§ TEXTO SELECIONADO
—————

Por conseguinte, a ocupação daqueles imensos e ricos territórios é insustentável com os elementos que
atualmente conta o país. Muitos há que, convencidos disso, propõem sua
venda ao Brasil, como única solução.
O
governo encontrou um meio eficaz, não só de ocupar e defender aqueles territórios,
como de comvertê-los em um centro de prosperidade, em uma fonte
importantíssima de riqueza que há de inundar gradualmente todo o resto do país,
mediante o estabelecimento de vias férreas e companhias de navegação. O grande
movimento de capitais e de energia industrial que se inicia há de marcar
indubitavelmente o princípio de uma nova era de progresso para a República.
Não escapou aos legisladores bolivianos o perigo
da absorção americana consequente ao arrendamento Aramayo: no parecer do
Congresso Nacional é prevista e estudada a hipótese e o relator frisa bem que “entre essa ameaça remota e a perda imediata
do território a que a que a Bolívia estaria condenada com as sucessivas
revoltas promovidas ou auxiliadas pelos interesses dos brasileiros, não havia que
hesitar”.
Em nota
ao nosso Ministro das Relações Exteriores, que faz alusão à eventual atitude do
Governo dos Estados Unidos de frente à repulsa do Governo do Brasil ao Bolivian
Syndicate, o Sr. Page Bryan declarava, em suma, que o Governo Americano não
podia ser indiferente aos interesses dos seus nacionais. Entretanto, se desde a
publicidade do Contrato não podia restar dúvida quanto aos intuitos do Governo
Boliviano, os seus atos e negociações precedentes eram de molde a desviar a
vigilância do Governo Brasileiro. Com efeito, o confronto de alguns fatos é
expressivo.
Em
12.03.1900 [a 15 do mesmo mês e ano tinha o Sr. Aramayo as instruções para
negociar o arrendamento de todo o Território pelo período de 60 anos], o Sr.

—————

§ LINHAS DE DADOS
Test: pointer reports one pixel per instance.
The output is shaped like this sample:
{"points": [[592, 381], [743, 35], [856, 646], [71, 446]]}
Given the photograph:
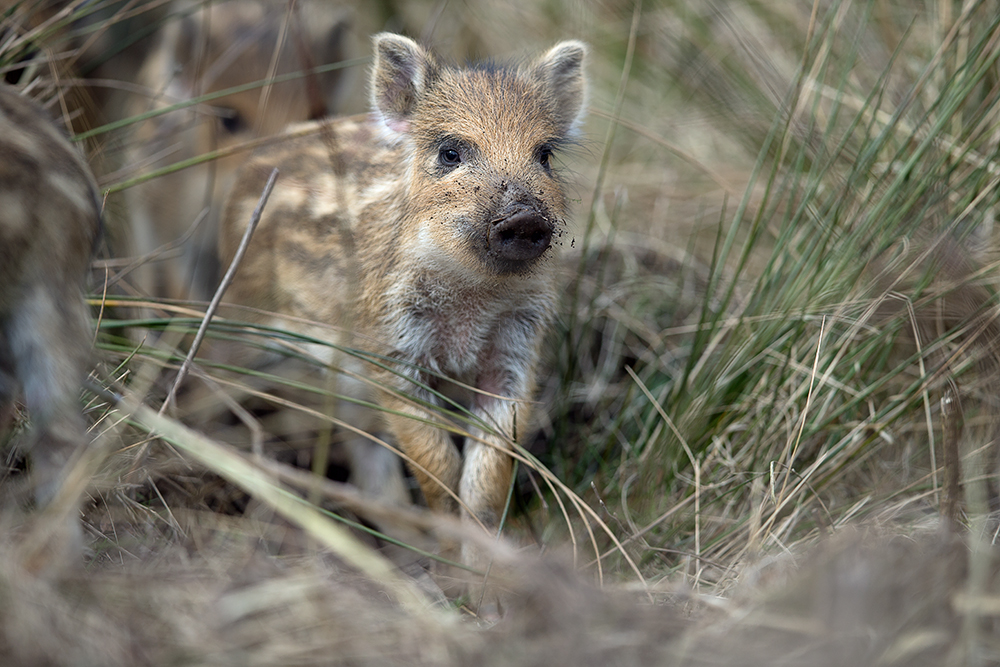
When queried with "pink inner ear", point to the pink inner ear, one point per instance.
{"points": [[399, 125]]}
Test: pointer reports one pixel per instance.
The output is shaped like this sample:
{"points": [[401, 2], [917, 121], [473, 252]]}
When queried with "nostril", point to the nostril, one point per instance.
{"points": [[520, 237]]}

—————

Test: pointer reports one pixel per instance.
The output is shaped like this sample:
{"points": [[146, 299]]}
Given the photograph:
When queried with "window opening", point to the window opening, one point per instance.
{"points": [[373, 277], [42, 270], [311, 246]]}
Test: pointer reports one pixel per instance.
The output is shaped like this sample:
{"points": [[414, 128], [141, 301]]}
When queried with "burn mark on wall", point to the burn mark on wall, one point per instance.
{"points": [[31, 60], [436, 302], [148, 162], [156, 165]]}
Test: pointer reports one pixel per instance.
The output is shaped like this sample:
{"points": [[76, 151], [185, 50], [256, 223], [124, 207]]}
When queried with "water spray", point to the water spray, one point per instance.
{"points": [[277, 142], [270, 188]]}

—————

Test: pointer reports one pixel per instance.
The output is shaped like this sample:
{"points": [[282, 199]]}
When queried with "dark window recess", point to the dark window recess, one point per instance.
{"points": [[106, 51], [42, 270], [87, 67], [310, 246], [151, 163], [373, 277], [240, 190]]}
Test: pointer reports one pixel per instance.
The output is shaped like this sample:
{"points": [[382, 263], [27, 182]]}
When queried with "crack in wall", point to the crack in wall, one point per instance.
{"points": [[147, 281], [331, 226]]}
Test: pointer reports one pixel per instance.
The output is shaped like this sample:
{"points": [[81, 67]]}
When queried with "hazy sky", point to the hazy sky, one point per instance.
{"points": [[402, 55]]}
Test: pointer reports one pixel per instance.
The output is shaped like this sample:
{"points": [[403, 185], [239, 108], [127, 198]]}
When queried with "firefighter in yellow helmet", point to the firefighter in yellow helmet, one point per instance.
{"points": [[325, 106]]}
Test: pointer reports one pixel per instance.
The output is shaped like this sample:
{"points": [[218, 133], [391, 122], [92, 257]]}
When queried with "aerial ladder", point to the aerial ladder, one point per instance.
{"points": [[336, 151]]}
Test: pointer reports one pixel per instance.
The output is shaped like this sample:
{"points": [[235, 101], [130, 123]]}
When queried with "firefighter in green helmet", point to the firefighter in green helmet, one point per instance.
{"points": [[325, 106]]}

—————

§ SUAS TAREFAS
1: Liste todos os países citados pelo nome no texto selecionado.
2: Reproduza o trecho do texto selecionado entre "Por conseguinte, a" e "para a República.", inclusive.

§ RESPOSTAS POR TAREFA
1: Brasil, Bolívia e Estados Unidos.

2:
Por conseguinte, a ocupação daqueles imensos e ricos territórios é insustentável com os elementos que
atualmente conta o país. Muitos há que, convencidos disso, propõem sua
venda ao Brasil, como única solução.
O
governo encontrou um meio eficaz, não só de ocupar e defender aqueles territórios,
como de comvertê-los em um centro de prosperidade, em uma fonte
importantíssima de riqueza que há de inundar gradualmente todo o resto do país,
mediante o estabelecimento de vias férreas e companhias de navegação. O grande
movimento de capitais e de energia industrial que se inicia há de marcar
indubitavelmente o princípio de uma nova era de progresso para a República.